WORK INSTRUCTIONS –
Exact copies of all the entries below are expected in the answer.

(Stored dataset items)
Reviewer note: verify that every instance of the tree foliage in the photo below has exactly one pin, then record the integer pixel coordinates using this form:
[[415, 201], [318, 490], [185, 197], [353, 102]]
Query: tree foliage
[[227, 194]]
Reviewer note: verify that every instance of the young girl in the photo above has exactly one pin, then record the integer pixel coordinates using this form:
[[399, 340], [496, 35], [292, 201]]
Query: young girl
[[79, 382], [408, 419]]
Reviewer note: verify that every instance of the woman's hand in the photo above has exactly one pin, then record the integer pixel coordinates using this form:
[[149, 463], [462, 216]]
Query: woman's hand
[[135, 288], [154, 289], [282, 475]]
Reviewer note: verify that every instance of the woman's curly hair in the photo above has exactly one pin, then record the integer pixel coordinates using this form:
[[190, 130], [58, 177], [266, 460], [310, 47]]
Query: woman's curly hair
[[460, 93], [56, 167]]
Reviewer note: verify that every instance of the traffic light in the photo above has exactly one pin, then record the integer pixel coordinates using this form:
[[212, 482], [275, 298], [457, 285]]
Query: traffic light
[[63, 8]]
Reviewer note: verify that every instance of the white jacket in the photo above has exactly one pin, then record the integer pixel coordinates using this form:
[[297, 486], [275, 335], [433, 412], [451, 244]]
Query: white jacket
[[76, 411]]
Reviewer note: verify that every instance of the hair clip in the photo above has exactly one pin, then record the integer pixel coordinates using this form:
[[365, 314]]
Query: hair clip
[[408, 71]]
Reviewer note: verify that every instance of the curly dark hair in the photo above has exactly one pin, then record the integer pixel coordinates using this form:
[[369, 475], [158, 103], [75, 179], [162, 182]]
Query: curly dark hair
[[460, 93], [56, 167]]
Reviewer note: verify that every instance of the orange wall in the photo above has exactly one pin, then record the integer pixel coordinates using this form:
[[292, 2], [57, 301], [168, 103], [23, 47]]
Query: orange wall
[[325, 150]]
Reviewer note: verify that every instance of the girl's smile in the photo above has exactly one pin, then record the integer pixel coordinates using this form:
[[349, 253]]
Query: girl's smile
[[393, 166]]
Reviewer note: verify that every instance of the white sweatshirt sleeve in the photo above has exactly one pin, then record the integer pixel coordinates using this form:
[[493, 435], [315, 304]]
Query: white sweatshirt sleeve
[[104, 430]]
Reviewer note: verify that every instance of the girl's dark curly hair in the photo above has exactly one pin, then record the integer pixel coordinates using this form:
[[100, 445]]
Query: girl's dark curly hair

WRITTEN SOLUTION –
Reviewer note: verify that every instance of the tree foliage in the photo below has exactly one pin, then record the integer pixel coordinates using this form:
[[415, 201], [318, 490], [185, 197], [353, 102]]
Query: tree foliage
[[227, 194]]
Reviewer note: verify that every instance of the young girl in the photo above has exactly one pin, then record the integer pixel coordinates using this form:
[[399, 340], [496, 35], [292, 201]]
Query: young girl
[[79, 382], [408, 419]]
Reviewer note: verify that every instance of the woman's hand in the photo above has exactly one pin, then record the integer pixel coordinates using this form:
[[149, 463], [462, 216]]
Query: woman's hand
[[135, 288], [154, 289], [282, 475]]
Reviewer note: verify that every instance of the woman's curly hair in the photo above has exactly one pin, then record the integer pixel coordinates using this form:
[[190, 130], [58, 177], [266, 460], [310, 47]]
Query: woman's curly hair
[[460, 93], [56, 167]]
Reviewer note: verify that every instance of the traffic light in the photo above has exactly one pin, then record the integer pixel coordinates using this form:
[[212, 482], [275, 298], [457, 285]]
Query: traffic light
[[63, 8]]
Reviewer note: verify that every instance of the white jacket in the photo above has exactly one pin, then record the integer pixel coordinates using this form:
[[297, 486], [275, 335], [433, 412], [451, 244]]
Query: white jacket
[[76, 411]]
Reviewer note: verify that every instance of the hair clip in the photo above has exactly one pin, then record the integer pixel coordinates using this form:
[[365, 314]]
Query: hair clip
[[408, 71]]
Reviewer note: verify that every instance of the curly dark hair in the photo above has exactly one pin, then record the integer pixel coordinates using this form:
[[369, 475], [158, 103], [75, 179], [162, 182]]
Query: curly dark hair
[[460, 93], [56, 167]]
Reviewer note: verify that every instance of the orange wall in the photo above has exactly one pin, then record the integer pixel coordinates using this form:
[[292, 2], [57, 301], [168, 103], [23, 47]]
Query: orange wall
[[325, 150]]
Reviewer note: verify that every instance of the girl's smile in the photo above has exactly one pin, then record the integer pixel coordinates using this form:
[[349, 253]]
Query: girl's smile
[[393, 166]]
Reviewer note: verify that every instance of the white sweatshirt sleeve in the photo above has exactly one pin, then record the integer pixel coordinates using this form:
[[493, 435], [315, 304]]
Query: white sweatshirt sleeve
[[104, 430]]
Reviewer note: verify that every instance of the girl's dark curly hair in the photo above has exactly one pin, then record the integer pixel coordinates using this form:
[[100, 445]]
Query: girl's dark curly hair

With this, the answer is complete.